Records from a point labeling set
'''
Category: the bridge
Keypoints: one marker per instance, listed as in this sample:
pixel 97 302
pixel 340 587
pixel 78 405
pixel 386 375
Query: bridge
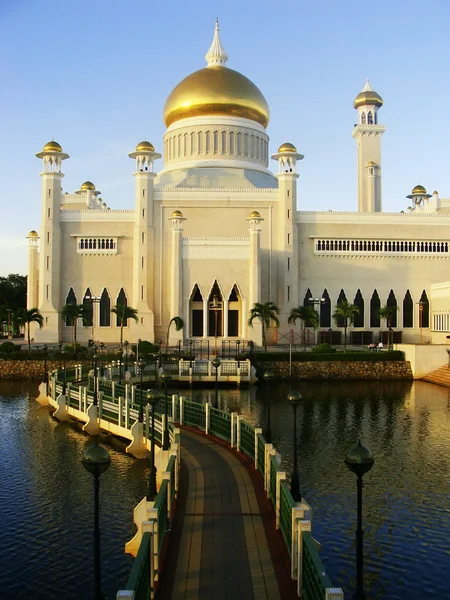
pixel 223 523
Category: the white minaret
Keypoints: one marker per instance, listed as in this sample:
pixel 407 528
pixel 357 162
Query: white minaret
pixel 143 247
pixel 286 237
pixel 367 133
pixel 50 250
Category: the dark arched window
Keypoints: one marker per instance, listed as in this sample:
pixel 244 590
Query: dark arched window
pixel 392 301
pixel 375 305
pixel 359 302
pixel 408 310
pixel 325 310
pixel 105 309
pixel 425 309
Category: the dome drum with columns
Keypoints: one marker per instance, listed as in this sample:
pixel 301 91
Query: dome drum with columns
pixel 213 225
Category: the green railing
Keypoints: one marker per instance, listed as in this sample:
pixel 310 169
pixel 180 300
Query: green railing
pixel 139 579
pixel 315 581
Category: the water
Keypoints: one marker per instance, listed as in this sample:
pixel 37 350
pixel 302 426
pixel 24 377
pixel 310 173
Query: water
pixel 46 497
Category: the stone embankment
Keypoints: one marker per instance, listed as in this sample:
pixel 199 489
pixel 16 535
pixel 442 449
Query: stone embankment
pixel 29 369
pixel 342 370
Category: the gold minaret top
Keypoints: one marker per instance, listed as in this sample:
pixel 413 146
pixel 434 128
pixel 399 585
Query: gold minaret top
pixel 216 90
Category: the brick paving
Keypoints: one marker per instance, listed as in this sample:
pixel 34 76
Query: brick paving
pixel 223 544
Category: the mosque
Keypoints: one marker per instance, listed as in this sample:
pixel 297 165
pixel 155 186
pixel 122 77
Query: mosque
pixel 215 231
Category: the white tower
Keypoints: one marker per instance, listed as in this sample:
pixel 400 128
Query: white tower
pixel 368 134
pixel 50 250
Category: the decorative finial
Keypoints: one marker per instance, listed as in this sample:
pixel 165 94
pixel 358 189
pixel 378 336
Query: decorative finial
pixel 216 54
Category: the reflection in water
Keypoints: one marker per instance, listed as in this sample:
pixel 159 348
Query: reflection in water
pixel 46 496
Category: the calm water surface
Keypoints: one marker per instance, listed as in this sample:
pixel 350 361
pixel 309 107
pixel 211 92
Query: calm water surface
pixel 46 496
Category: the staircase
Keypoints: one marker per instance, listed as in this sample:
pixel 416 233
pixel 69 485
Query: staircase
pixel 440 377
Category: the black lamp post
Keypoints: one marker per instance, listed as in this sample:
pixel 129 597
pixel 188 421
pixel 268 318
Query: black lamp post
pixel 166 377
pixel 294 399
pixel 216 364
pixel 95 358
pixel 44 348
pixel 96 460
pixel 141 365
pixel 152 398
pixel 268 376
pixel 360 461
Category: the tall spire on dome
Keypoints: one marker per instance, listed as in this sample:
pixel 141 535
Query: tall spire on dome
pixel 216 54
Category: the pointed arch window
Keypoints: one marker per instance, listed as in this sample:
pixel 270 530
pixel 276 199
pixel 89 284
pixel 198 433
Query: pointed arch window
pixel 392 301
pixel 425 309
pixel 408 310
pixel 375 306
pixel 105 309
pixel 359 317
pixel 121 299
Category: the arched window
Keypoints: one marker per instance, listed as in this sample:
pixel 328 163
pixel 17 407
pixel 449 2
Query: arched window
pixel 425 309
pixel 105 309
pixel 359 302
pixel 325 310
pixel 375 305
pixel 407 310
pixel 121 300
pixel 392 301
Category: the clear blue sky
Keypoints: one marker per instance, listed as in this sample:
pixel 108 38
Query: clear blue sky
pixel 94 75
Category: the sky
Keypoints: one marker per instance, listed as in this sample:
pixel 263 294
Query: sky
pixel 94 75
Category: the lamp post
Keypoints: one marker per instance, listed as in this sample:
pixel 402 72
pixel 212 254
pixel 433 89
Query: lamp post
pixel 316 302
pixel 152 398
pixel 44 348
pixel 166 377
pixel 359 460
pixel 294 399
pixel 96 460
pixel 268 376
pixel 141 365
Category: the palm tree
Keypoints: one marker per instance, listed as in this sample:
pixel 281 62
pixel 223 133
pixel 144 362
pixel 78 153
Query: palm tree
pixel 179 324
pixel 386 312
pixel 306 314
pixel 25 317
pixel 71 313
pixel 267 313
pixel 123 313
pixel 345 315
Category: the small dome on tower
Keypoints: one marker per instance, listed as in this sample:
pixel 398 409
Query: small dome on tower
pixel 287 147
pixel 368 97
pixel 87 185
pixel 52 147
pixel 145 147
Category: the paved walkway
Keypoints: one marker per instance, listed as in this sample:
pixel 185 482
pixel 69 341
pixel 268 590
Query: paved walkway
pixel 223 539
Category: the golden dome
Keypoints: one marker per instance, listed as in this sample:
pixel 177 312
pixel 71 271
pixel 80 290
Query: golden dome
pixel 287 147
pixel 419 189
pixel 88 185
pixel 52 147
pixel 216 90
pixel 145 147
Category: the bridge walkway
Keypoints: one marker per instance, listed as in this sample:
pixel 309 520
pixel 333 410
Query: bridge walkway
pixel 223 543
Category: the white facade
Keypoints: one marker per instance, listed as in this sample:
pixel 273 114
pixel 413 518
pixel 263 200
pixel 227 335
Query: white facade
pixel 214 227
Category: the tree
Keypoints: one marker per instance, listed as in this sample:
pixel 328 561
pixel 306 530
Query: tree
pixel 26 317
pixel 123 313
pixel 387 312
pixel 71 313
pixel 267 313
pixel 345 313
pixel 305 314
pixel 179 324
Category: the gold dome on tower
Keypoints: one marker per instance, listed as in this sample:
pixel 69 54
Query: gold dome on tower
pixel 216 90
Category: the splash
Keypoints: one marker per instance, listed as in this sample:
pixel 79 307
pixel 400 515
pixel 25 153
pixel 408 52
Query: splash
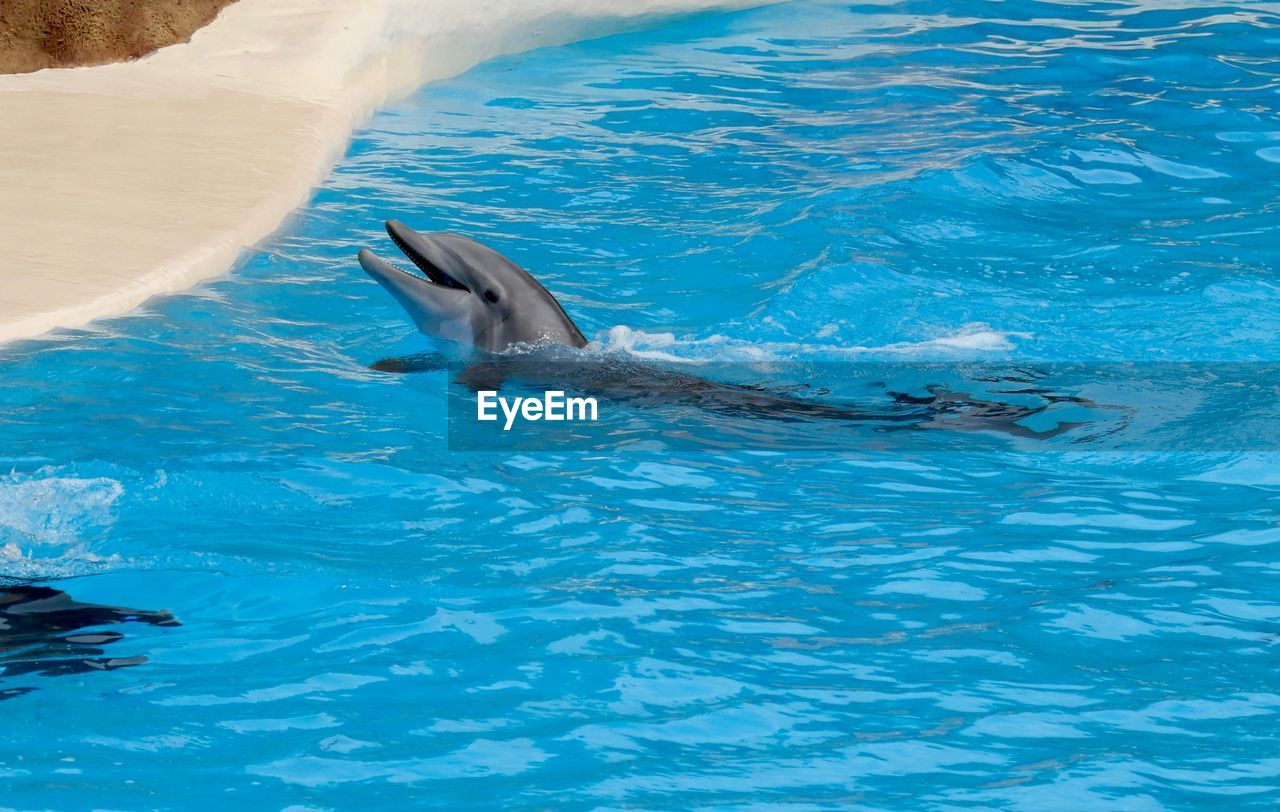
pixel 963 342
pixel 48 520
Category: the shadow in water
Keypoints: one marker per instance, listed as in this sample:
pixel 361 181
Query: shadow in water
pixel 44 632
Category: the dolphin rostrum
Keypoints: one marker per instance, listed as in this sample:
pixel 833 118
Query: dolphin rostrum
pixel 470 293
'''
#### What is asked
Repeat the lines of the items above exactly as they appear, starting at the line containing "Category: the dark arched window" and ending at the line containing "pixel 213 225".

#### The output
Category: the dark arched window
Keypoints: one marker per instance, listed as in this sample:
pixel 244 590
Query: dark arched window
pixel 392 301
pixel 375 305
pixel 359 302
pixel 408 310
pixel 325 310
pixel 105 309
pixel 425 309
Category: the dome drum with columns
Keypoints: one marker per instance, listed as in this sample:
pixel 301 91
Query: dome drum with columns
pixel 213 225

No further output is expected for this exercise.